GIVEN REQUEST A
Name every audio format the Linux replayer port discussion proposes adding as sample support to Thunder and Specimen.
GIVEN REQUEST B
Pick up the discussion about porting the replayer to Linux after its final comment and write the next reply in the thread.

GIVEN TEXT
####################

WIP: Port replayer to Linux #49

PoroCYon · 2020-08-31T17:51:41Z

This one is absolutely not ready to be merged yet, but, I want to discuss a few things as I go along:

First of all, for SongRenderer and CriticalSection, I've been using pthreads and std::atomic instead of the winnt.h stuff, would it be a good idea to use std::atomic and std::thread on all platforms, or should I leave it as-is? Or might having the option to not use any multithreading at all whatsoever be desirable?
- Looks like std::thread will be quite a bit of work to use as its API isn't as elaborated as windows/pthreads. std::atomic looks promising, though.
Secondly, I've currently added GCC inline asm versions of the maths helper functions, and I'm not too satisfied about how the pow stuff works, would reworking this be a good idea? (cf. switch out fpuPow variants for fpuExp2 #37)
Thirdly: ~~although I haven't reached this stage at all yet,~~ would adding Vorbis or Opus or Speex sample support to Thunder and Specimen be a good idea? They aren't very bad at low bitrates, the decoding works a lot better than GSM on Linux, and the libraries for decoding these are installed by default on Ubuntu desktop.
- I have reached this stage now.
Fourthly: what about Adultery/gm.dls? Should a similar source of samples be used that's available on default Ubuntu installs? Should it be made optionally included and use a user-provided gm.dls, and not included in compo versions of WaveSabre?

P.S. if needed, I can separate the non-Linux-specific patches (eg. using std::atomic, reworking the maths routines, etc.) into separate PRs, then rebase this one on them.

Roadmap:

emoon · 2020-08-31T17:54:47Z

I would really take a look at size generated when including stuff such as std::atomic and std::thread as it may add extra overhead that isn't really needed.

PoroCYon · 2020-08-31T17:57:12Z

Very good point, but, I can't try this myself (I don't have any Windows machines myself), so, would anyone else be willing to test this?

(std::atomic is compiled directly to cmpxchg/lock xadd instructions, from what I've seen in gdb, but, I don't know about std::thread of course.)

####################

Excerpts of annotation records
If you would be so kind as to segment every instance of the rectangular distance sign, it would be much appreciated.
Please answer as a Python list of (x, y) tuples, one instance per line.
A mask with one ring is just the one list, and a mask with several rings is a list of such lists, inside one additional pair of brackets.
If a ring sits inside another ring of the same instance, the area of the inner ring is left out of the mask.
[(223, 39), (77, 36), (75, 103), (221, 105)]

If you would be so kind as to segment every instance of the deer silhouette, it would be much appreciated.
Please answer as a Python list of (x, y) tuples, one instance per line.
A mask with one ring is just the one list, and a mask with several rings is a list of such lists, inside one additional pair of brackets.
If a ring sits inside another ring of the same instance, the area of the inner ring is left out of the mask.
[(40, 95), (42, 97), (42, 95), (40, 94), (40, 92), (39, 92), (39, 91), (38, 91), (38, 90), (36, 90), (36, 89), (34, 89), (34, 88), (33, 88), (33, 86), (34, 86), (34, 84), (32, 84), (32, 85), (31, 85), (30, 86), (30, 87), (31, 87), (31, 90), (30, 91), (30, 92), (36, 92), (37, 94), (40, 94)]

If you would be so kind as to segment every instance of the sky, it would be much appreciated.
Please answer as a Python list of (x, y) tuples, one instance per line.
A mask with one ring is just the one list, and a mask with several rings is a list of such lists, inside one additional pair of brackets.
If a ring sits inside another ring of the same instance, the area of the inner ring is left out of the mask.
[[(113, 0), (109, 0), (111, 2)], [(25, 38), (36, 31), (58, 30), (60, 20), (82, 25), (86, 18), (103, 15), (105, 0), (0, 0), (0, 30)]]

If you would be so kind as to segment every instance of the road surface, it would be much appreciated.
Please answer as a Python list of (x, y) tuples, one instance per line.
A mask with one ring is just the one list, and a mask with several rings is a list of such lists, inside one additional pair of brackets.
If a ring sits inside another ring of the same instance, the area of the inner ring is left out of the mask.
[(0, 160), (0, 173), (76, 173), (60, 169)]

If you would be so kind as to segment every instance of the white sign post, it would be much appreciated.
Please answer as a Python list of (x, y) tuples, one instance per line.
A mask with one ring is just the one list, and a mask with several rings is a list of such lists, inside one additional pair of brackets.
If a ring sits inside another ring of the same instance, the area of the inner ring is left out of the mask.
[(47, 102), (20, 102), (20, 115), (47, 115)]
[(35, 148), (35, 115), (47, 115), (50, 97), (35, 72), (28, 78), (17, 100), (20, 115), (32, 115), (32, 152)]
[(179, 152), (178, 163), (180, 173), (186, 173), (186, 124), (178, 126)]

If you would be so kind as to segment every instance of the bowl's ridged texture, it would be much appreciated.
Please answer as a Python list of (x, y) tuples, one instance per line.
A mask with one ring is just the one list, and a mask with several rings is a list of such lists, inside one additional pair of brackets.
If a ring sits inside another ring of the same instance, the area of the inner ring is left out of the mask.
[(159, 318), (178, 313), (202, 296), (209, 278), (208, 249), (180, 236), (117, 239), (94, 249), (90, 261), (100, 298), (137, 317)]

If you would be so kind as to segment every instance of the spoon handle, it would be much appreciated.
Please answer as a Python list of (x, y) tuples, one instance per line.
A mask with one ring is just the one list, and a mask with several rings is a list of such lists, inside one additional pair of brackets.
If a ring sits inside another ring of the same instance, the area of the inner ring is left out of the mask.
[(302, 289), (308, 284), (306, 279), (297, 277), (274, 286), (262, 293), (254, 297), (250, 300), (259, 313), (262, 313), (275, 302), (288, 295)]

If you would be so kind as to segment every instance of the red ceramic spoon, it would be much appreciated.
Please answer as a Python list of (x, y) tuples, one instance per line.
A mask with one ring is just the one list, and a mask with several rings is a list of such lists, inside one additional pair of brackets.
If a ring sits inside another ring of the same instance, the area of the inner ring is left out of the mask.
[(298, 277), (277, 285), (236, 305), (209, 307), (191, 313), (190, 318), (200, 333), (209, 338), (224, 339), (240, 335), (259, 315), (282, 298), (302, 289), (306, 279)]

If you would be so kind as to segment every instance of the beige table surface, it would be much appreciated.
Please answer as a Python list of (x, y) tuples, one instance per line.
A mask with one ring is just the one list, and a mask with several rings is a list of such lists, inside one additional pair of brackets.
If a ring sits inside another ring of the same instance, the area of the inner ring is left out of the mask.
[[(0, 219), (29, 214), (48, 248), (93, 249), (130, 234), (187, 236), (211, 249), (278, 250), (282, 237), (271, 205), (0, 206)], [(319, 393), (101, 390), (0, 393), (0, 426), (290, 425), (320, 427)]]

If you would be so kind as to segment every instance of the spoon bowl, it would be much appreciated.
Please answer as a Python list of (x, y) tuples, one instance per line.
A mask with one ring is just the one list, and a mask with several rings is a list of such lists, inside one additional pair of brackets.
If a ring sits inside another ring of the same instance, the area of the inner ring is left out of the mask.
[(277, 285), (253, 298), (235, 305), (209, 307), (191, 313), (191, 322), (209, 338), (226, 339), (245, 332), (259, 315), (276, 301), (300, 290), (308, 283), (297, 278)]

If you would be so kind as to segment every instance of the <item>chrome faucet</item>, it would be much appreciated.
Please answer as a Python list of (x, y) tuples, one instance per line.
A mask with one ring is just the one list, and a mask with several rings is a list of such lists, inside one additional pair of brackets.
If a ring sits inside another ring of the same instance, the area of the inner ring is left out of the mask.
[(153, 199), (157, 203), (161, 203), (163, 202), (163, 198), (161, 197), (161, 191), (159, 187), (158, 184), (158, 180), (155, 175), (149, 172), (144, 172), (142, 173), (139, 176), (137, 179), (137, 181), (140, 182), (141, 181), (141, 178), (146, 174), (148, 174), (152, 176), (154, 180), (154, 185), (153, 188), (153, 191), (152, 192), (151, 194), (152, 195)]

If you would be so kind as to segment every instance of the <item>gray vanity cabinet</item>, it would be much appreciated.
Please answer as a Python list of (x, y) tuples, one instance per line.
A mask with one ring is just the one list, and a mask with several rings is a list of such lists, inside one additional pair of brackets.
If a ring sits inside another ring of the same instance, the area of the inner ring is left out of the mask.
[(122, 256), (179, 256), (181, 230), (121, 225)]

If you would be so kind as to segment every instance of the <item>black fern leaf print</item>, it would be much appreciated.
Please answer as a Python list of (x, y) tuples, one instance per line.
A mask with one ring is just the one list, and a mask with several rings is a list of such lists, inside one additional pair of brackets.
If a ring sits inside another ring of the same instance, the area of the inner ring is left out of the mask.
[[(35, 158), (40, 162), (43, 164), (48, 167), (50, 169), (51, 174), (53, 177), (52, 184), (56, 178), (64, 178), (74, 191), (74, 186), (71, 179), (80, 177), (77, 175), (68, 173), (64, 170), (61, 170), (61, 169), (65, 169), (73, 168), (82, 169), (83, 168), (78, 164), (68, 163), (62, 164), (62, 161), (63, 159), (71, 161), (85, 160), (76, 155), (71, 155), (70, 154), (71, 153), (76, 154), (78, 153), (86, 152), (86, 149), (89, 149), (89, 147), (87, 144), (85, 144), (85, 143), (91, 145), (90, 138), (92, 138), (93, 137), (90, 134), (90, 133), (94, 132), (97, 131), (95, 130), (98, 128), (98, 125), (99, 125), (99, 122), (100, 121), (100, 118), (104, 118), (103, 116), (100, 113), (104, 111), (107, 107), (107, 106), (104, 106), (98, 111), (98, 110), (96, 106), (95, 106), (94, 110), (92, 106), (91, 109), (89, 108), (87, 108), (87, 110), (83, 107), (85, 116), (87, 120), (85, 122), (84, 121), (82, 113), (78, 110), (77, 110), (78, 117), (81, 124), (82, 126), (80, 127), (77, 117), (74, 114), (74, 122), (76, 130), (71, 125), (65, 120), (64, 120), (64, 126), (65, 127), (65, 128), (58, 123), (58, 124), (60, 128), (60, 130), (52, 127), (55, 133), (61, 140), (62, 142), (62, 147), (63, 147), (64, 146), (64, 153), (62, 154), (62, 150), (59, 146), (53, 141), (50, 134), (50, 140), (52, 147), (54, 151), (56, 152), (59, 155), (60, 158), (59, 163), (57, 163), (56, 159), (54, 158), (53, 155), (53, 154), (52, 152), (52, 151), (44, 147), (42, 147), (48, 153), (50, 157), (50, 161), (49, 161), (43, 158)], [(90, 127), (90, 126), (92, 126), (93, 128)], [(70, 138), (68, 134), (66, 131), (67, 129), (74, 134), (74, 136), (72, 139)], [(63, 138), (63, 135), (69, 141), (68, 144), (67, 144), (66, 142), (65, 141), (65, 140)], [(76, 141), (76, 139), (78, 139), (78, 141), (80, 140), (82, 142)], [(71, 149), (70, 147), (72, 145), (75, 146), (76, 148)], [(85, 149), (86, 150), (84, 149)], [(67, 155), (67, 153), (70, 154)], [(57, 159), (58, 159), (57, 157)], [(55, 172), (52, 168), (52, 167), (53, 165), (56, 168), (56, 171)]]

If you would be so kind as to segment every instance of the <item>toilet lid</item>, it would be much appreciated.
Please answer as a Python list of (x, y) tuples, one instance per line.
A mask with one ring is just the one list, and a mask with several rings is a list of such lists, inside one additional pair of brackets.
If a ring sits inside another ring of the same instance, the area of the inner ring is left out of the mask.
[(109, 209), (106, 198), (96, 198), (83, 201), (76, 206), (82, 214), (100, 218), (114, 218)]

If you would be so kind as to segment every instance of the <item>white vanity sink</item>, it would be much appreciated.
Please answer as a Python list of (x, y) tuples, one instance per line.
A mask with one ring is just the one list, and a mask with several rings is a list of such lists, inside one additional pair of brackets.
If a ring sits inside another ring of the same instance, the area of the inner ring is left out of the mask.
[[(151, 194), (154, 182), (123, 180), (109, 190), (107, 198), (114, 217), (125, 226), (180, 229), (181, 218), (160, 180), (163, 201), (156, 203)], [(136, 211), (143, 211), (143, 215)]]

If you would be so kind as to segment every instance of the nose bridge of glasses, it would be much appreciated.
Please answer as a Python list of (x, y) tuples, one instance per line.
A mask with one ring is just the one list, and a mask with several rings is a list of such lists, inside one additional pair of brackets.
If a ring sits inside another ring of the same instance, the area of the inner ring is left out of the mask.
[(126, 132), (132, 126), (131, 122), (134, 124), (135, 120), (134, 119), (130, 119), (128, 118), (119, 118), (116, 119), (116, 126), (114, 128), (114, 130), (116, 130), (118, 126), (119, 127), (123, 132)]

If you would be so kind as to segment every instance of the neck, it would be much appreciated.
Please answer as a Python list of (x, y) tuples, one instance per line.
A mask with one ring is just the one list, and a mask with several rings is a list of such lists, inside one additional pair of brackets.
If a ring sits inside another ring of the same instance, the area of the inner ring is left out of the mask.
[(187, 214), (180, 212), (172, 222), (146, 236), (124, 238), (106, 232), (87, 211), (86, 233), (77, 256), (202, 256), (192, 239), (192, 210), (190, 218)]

####################

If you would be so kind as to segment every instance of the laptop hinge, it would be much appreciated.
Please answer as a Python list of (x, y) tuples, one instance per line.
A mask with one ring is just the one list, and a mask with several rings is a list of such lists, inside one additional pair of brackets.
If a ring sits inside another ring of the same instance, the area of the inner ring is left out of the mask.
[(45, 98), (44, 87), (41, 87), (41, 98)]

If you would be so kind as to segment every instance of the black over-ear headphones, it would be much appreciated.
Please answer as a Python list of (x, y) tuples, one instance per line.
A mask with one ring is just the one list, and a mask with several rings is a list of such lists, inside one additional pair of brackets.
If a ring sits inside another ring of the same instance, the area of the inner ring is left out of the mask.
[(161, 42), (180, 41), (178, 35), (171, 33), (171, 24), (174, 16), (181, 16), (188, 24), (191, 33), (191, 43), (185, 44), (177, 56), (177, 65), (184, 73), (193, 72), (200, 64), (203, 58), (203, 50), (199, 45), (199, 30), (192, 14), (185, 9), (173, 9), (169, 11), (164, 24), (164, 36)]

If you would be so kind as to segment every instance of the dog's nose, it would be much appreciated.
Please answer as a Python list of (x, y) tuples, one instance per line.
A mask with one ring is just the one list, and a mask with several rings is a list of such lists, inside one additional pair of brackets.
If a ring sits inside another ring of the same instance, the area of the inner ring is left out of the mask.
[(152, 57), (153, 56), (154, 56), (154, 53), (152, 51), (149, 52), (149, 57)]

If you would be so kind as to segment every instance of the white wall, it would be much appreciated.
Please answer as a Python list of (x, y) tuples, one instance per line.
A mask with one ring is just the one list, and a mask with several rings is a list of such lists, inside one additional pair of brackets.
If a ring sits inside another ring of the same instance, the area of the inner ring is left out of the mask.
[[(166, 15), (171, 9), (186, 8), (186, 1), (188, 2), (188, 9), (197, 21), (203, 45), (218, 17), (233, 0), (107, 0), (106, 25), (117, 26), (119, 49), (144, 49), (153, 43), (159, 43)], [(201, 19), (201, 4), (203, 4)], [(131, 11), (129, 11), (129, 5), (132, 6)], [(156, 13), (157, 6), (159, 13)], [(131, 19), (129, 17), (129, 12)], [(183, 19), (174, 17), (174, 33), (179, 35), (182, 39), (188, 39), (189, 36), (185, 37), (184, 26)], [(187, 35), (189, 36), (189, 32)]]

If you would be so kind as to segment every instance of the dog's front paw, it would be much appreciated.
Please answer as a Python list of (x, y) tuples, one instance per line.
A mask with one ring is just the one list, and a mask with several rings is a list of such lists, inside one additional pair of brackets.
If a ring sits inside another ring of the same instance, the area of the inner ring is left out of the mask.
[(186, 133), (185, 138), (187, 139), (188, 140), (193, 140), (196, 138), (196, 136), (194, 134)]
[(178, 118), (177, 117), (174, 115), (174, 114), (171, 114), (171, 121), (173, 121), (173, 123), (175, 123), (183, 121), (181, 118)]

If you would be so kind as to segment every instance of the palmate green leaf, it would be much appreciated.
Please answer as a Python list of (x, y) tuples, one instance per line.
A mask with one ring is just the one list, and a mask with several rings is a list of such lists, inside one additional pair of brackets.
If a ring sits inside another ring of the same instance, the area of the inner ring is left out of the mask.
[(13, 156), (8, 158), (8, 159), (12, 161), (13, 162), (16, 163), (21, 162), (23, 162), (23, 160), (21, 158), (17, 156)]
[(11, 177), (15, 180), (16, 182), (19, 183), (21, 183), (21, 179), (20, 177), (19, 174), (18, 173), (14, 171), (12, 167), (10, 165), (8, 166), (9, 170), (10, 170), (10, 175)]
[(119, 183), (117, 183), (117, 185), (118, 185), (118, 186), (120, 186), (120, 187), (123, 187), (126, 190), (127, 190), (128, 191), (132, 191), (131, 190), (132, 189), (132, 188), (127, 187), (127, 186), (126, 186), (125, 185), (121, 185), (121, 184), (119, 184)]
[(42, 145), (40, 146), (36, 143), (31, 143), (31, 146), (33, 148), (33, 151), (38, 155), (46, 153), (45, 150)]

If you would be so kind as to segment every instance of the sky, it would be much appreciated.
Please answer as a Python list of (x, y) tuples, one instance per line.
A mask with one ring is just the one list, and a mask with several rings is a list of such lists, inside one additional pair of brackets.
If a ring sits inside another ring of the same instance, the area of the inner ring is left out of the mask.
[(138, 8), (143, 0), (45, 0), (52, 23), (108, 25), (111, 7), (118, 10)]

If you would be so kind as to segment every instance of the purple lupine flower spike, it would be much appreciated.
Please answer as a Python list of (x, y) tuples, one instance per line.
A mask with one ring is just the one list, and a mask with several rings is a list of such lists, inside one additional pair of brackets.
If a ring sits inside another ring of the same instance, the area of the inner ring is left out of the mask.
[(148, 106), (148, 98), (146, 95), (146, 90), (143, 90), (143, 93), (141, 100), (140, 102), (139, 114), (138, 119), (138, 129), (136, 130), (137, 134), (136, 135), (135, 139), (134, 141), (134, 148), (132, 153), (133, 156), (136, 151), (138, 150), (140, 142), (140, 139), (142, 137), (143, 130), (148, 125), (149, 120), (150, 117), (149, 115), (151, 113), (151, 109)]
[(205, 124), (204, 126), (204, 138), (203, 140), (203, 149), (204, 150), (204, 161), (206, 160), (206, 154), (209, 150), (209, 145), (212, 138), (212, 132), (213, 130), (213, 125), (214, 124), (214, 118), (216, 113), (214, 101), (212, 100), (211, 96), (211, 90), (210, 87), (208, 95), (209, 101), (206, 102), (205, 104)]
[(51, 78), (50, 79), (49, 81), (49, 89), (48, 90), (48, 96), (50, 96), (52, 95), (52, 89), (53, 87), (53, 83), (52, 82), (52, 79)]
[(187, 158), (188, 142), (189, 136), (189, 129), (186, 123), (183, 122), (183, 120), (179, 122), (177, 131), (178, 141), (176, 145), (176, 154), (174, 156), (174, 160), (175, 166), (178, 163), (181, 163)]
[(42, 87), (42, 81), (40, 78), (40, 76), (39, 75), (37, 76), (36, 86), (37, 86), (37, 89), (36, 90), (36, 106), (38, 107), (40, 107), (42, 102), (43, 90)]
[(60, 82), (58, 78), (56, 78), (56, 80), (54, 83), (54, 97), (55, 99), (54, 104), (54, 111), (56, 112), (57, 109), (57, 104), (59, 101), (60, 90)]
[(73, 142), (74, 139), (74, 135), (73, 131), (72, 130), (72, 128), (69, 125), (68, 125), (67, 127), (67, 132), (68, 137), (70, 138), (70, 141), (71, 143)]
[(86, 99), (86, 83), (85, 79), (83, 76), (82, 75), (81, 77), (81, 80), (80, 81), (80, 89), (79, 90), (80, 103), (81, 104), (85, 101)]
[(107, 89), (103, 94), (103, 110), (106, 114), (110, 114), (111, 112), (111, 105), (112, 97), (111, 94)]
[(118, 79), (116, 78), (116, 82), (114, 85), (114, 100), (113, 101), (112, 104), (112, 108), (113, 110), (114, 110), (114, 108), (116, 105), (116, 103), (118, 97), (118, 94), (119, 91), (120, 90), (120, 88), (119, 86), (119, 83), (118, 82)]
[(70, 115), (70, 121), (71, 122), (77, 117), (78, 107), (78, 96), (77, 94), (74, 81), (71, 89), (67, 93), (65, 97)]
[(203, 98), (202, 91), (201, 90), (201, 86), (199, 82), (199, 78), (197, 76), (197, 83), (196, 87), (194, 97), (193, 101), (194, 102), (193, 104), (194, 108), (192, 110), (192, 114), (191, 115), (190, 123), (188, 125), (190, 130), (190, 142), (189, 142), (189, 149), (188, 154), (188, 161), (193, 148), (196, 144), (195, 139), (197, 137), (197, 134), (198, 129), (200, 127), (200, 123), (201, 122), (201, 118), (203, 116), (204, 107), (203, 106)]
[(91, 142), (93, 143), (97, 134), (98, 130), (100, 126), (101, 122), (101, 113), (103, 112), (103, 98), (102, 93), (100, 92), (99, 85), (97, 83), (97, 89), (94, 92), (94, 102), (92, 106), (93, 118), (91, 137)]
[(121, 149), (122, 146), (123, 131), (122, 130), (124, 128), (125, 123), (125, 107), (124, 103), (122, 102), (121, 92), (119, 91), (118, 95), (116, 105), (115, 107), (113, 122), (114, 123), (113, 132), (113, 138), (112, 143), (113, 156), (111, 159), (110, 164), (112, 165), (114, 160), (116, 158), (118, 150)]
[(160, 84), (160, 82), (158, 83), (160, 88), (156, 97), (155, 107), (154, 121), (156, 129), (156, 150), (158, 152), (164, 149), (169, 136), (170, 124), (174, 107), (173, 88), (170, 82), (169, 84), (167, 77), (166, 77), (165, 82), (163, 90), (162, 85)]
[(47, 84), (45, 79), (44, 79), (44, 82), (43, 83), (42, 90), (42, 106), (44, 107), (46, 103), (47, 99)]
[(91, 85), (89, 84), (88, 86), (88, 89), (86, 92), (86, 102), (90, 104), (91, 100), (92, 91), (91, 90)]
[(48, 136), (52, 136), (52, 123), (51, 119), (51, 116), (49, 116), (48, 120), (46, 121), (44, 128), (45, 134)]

####################

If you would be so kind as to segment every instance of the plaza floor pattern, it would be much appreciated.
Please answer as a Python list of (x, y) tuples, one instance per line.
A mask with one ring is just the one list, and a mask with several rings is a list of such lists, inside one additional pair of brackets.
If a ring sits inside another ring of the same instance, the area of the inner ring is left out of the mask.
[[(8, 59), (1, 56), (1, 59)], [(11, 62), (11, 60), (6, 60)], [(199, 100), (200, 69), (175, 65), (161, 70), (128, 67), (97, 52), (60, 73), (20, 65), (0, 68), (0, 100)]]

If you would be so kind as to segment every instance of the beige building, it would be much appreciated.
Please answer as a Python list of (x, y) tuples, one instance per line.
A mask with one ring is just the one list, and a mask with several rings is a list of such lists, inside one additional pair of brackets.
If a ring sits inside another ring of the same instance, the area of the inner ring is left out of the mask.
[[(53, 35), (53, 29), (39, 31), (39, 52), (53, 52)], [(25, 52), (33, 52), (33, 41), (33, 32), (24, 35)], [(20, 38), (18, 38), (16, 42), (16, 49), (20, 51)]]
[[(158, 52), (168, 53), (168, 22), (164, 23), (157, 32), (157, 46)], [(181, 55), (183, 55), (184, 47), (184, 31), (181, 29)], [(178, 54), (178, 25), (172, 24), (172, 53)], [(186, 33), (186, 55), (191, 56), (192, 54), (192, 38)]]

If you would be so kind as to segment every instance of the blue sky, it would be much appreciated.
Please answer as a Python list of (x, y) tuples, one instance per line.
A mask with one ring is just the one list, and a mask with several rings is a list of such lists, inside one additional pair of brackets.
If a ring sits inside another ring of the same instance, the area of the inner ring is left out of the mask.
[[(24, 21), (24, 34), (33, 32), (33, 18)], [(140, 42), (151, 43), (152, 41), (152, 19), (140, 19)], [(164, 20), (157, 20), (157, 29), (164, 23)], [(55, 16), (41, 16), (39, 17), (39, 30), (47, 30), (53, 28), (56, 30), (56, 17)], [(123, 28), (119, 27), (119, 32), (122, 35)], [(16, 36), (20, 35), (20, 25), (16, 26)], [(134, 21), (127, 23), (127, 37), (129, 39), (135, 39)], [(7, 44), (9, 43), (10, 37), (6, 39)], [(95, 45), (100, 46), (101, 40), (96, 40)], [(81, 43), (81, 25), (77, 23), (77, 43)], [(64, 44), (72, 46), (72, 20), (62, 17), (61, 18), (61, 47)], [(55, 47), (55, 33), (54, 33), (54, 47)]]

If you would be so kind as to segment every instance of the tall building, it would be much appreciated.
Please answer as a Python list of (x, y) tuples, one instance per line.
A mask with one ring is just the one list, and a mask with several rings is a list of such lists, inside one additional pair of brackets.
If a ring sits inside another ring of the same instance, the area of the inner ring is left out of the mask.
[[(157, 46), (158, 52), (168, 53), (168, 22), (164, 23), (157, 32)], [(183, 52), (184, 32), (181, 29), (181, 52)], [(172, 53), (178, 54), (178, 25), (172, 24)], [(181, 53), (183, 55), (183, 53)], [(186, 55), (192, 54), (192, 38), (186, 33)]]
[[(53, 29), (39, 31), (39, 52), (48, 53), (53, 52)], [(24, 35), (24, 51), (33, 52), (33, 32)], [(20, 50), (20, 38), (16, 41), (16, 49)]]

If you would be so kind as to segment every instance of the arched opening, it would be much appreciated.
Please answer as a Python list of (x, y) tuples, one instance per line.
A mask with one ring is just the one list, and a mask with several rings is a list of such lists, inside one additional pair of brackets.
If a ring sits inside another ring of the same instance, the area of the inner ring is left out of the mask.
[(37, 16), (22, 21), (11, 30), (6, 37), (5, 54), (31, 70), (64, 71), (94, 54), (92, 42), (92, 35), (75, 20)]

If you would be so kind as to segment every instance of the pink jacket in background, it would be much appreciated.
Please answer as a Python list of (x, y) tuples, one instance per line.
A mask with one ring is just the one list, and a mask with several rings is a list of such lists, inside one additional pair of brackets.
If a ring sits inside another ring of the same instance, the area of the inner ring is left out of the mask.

####################

EXERCISE RESPONSE A
Vorbis, Opus, Speex

EXERCISE RESPONSE B
PoroCYon · 2020-08-31T23:11:00Z

Hm, turns out using std::thread will need a nontrivial amount of work (w. signalling between threads) to have it working properly, as it can't shut down threads forcefully by itself.

…olutely unusable)

…zations, fix error printing in the standalone segfaulting (bad ferris!)

… renderthreads (unused yet, but will be useful for piping to alsa + select(2)/poll(2))

PoroCYon · 2020-09-02T16:59:24Z

Seems that only FFmpeg and libgsm (the latter kinda) support the GSM 6.10 codec WaveSabre uses, and neither are available by default on Ubuntu. Opus, Vorbis and Speex are available, however. So I'm thinking of doing the following:

Optionally enable GSM 6.10 decoding using FFmpeg (disabled in compo builds, always enabled on Windows using ACM)
Add Opus (and maybe Vorbis and Speex) support to the device and VST exporter code
- IME it's possible to lose a few hundered bytes/sample without losing (much) in quality, with Ogg container overhead, but without intro packer. (Just comparing two files on my filesystem that are playable by FFmpeg.)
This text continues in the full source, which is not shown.